-- Start Source excerpt --

Usage
  • 82 views
  • 121 downloads

Experimental Tight Rock Characterization and Surfactant Screening for Hydraulic Fracturing Operations

  • Author / Creator
    Yousefi, Mohammad
  • Recently, unconventional resources, especially tight and shale reservoirs, have developed rapidly because of advances in horizontal drilling technologies and hydraulic fracturing technique. Based on the annual energy outlook of the Energy Information Administration, tight oil production in the US will increase from 8.2 million bbl/day in 2022 to 9.1 million bbl/day in 2050 ,and it will form more than 70% of all the US oil production. The tight and shale gas production in the US will also increase from 31.7 Tcf in 2022 to 39.2 Tcf in 2050, forming more than 92% of all the US natural gas production. Despite the great extent of unconventional resources, the recovery factor of those reservoirs is typically less than 10%, which shows the importance of enhanced oil/gas recovery methods. The first step in this path is to characterize rock/fluid properties to better understand fluid flow through such tight porous media.

-- End Source excerpt --
-- Start Material --

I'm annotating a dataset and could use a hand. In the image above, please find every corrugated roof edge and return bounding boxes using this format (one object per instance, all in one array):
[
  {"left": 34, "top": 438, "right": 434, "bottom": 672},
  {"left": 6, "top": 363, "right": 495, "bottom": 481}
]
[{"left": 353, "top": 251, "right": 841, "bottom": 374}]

-- End Material --

--- Tasks to perform ---
**1.** According to the hydraulic fracturing text, why are enhanced oil/gas recovery methods important for tight and shale reservoirs?
**2.** Rewrite the detection listing as a JSON list of strings, one string per line, leaving out any blank lines.
The text and the listing are unrelated materials.

--- Task solutions ---
**1.** They are important because the recovery factor of these reservoirs is typically less than 10%, despite the great extent of unconventional resources.

**2.**
[
  "I'm annotating a dataset and could use a hand. In the image above, please find every corrugated roof edge and return bounding boxes using this format (one object per instance, all in one array):",
  "[",
  "  {\"left\": 34, \"top\": 438, \"right\": 434, \"bottom\": 672},",
  "  {\"left\": 6, \"top\": 363, \"right\": 495, \"bottom\": 481}",
  "]",
  "[{\"left\": 353, \"top\": 251, \"right\": 841, \"bottom\": 374}]"
]